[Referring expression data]
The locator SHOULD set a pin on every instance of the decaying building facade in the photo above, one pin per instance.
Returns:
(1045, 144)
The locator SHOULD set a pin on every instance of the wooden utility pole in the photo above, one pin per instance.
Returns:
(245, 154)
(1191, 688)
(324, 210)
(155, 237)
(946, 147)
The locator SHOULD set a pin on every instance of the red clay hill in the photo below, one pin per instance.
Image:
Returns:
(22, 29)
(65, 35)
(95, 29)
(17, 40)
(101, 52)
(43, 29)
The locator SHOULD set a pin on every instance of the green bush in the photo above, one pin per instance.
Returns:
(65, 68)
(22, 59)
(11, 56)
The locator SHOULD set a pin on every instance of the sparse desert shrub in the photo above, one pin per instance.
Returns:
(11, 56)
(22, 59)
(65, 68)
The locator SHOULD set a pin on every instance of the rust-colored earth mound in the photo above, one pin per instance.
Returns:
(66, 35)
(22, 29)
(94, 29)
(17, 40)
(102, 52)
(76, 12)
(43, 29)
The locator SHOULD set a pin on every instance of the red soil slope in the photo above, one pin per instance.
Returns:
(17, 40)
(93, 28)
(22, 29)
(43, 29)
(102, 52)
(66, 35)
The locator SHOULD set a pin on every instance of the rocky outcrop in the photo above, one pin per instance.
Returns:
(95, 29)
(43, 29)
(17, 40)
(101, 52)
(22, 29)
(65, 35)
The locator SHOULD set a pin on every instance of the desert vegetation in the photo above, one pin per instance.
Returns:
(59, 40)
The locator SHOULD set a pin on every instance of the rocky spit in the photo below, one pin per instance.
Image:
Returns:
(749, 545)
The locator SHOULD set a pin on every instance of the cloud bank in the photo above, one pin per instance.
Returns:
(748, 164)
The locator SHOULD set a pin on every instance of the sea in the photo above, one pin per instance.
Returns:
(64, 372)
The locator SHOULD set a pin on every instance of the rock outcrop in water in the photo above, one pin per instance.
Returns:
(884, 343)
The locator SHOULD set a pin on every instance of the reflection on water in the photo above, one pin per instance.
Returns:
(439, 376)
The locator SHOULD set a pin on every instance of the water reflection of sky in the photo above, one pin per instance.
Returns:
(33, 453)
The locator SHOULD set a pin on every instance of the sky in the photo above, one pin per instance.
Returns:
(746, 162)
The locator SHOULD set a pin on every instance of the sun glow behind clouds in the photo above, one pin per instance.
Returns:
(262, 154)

> [WHAT IS BEING ASKED]
Print the records above once again, exactly as written.

> [REPLY TO THE TASK]
The locator SHOULD set a pin on every instance of the decaying building facade in the photo above, one pin per instance.
Returns:
(1045, 144)
The locator SHOULD set a pin on every instance of the wooden utility pole in the photo above, one pin per instance.
Returns:
(245, 154)
(1191, 688)
(324, 210)
(155, 237)
(946, 147)
The locator SHOULD set a pin on every instance of the red clay hill in the photo below, one pin per instance.
Image:
Returns:
(22, 29)
(65, 35)
(95, 29)
(17, 40)
(101, 52)
(43, 29)
The locator SHOULD set a pin on every instance of the green bush in the photo above, one pin per instance.
Returns:
(65, 68)
(22, 59)
(11, 56)
The locator SHOULD set a pin on every instance of the sparse desert shrub in the photo above, one pin per instance.
Returns:
(11, 56)
(22, 59)
(65, 68)
The locator SHOULD set a pin on every instance of the rust-colored earth mound in the photo above, one pin per instance.
Returns:
(66, 35)
(22, 29)
(94, 29)
(17, 40)
(102, 52)
(76, 12)
(43, 29)
The locator SHOULD set a pin on every instance of the red soil slope in the photo above, one pin per instance.
Returns:
(17, 40)
(93, 28)
(22, 29)
(43, 29)
(102, 52)
(66, 35)
The locator SHOULD set a pin on every instance of the rocky outcrop in the photo above, one pin per instance.
Returns:
(95, 29)
(43, 29)
(17, 40)
(101, 52)
(22, 29)
(65, 35)
The locator SHOULD set a pin on every instance of the desert vegetation in the photo above, one pin per instance.
Returns:
(59, 40)
The locator SHOULD set a pin on every instance of the rocky spit in the photo below, one pin per instance.
Image:
Returns:
(749, 545)
The locator SHOULD set a pin on every instance of the cloud bank in the photo above, one pin per instance.
Returns:
(748, 164)
The locator SHOULD set a pin on every instance of the sea in the photo above, one pin per instance.
Returns:
(64, 372)
The locator SHOULD set a pin on every instance of the rock outcrop in water in the photo above, one pin per instance.
Returns:
(884, 343)
The locator SHOULD set a pin on every instance of the reflection on water in the photo above, one pin per instance.
Returns:
(439, 376)
The locator SHOULD set a pin on every instance of the water reflection of sky in the photo above, one pin per instance.
Returns:
(33, 453)
The locator SHOULD set a pin on every instance of the sky in the photo above, one pin per instance.
Returns:
(746, 162)
The locator SHOULD set a pin on every instance of the sun glow behind clouds in the photo above, one pin per instance.
Returns:
(262, 154)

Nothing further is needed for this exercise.